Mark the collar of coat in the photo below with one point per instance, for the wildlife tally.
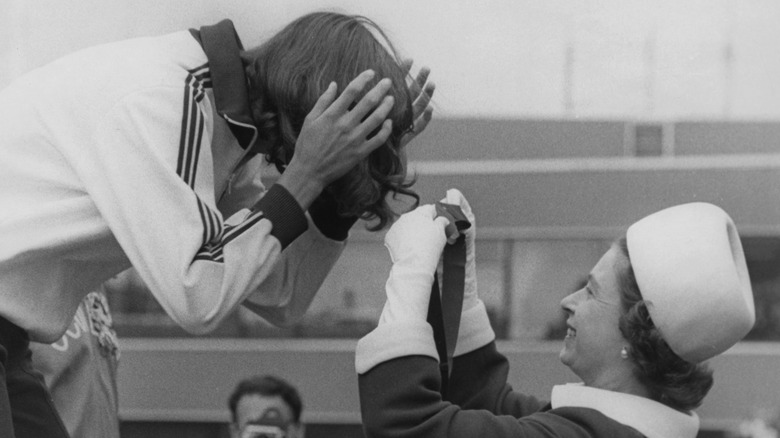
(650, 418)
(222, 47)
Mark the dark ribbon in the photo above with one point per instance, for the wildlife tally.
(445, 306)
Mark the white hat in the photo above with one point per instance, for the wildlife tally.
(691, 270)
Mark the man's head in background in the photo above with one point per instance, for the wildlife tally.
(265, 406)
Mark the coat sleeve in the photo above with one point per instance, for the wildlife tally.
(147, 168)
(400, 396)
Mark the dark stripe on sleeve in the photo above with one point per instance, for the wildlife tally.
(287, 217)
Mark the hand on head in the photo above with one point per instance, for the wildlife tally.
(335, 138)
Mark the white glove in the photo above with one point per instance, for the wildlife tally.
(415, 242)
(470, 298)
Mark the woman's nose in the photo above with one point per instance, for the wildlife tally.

++++++++++++++++++++

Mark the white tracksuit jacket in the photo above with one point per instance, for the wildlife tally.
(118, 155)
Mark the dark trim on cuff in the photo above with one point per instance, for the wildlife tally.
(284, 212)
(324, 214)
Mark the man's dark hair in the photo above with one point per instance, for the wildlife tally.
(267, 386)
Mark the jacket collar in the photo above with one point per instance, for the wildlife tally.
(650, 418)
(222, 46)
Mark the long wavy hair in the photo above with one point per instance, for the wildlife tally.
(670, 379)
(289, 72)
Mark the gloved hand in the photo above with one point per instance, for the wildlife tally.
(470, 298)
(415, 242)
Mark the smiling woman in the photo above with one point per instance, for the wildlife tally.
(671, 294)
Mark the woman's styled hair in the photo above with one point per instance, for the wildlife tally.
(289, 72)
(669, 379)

++++++++++++++++++++

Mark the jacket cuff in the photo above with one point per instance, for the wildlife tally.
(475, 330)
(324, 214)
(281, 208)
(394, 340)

++++++++++++++++++++

[Task] How many lines of the data above contain the word "cuff"? Give only the number.

[Complete response] 2